Texte fourni →
══════

Dans ce contexte, la poète « transforme la mort en mots ». « Je trouve, dans cette idée, peut-être pas la paix, mais une accalmie », écrit-elle. « Les morts ont besoin de mots pour rester vivants. »
Sous sa plume sensible et imagée, des patients qui entendent des voix, qui ont des hallucinations visuelles, qui sont plongés dans leurs idées noires ou qui perdent leurs mots en raison de troubles cognitifs deviennent immortels, même s’ils demeurent anonymes.
Elle estime que ses deux métiers « posent la question de comment on marche vers la mort ». « La poésie regarde la mort en face », relève-t-elle dans son livre.
De soignante à patiente
L’autrice explore ses propres failles — hypocondrie, phobies, désir de perfection, entre autres — et celles de ses collègues. Ils troquent ainsi leur position de soignants pour celle de patients. « Ces rôles sont interchangeables. Ce qui fait que je suis sur ma chaise, c’est une série de hasards et de gênes. Je pourrais toujours être de l’autre côté », juge-t-elle.

══════

Lignes présentées →
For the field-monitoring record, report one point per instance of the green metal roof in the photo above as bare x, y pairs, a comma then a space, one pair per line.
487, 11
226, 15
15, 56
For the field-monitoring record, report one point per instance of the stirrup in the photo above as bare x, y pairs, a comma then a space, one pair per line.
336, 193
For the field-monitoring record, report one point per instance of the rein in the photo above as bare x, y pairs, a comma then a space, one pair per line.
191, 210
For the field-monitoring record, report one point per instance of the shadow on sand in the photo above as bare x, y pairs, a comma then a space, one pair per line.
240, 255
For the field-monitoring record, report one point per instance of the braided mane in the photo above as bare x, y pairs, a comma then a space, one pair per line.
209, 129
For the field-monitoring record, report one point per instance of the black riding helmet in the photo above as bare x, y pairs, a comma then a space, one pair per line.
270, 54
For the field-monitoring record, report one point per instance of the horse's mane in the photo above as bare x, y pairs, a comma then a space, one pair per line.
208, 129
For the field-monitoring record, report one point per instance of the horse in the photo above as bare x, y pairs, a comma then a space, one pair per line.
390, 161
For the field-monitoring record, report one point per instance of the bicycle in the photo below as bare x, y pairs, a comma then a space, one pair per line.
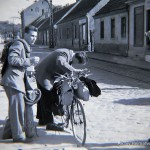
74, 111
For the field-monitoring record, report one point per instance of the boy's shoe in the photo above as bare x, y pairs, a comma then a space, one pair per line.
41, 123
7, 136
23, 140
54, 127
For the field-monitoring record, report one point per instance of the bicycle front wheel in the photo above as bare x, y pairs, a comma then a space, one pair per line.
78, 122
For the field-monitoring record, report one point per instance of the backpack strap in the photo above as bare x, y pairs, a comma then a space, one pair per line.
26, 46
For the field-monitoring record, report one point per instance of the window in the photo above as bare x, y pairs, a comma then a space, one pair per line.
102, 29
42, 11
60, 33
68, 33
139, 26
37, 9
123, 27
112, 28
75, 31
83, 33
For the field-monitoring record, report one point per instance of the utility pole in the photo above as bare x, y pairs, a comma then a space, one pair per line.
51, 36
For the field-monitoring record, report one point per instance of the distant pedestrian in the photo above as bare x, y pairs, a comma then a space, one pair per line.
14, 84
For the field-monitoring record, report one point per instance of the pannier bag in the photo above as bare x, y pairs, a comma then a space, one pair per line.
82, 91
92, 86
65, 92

══════

Consignes de l'exercice →
- 1) Relevez, dans le texte fourni, toutes les situations attribuées aux patients qui deviennent immortels sous la plume de la poète.
- 2) Citez le passage du texte fourni qui commence par « Elle estime que » et se poursuit jusqu'à « dans son livre. ».
- 3) Répondez brièvement aux questions suivantes à partir du texte fourni.
(a) Selon la poète, de quoi les morts ont-ils besoin pour rester vivants ?
(b) D'après son livre, que regarde la poésie en face ?
(c) Quelle position les collègues de l'autrice troquent-ils contre celle de patients ?

Réponses fournies →
- 1)
- Ils entendent des voix.
- Ils ont des hallucinations visuelles.
- Ils sont plongés dans leurs idées noires.
- Ils perdent leurs mots en raison de troubles cognitifs.

- 2)
Elle estime que ses deux métiers « posent la question de comment on marche vers la mort ». « La poésie regarde la mort en face », relève-t-elle dans son livre.

- 3)
(a) De mots.
(b) La mort.
(c) Leur position de soignants.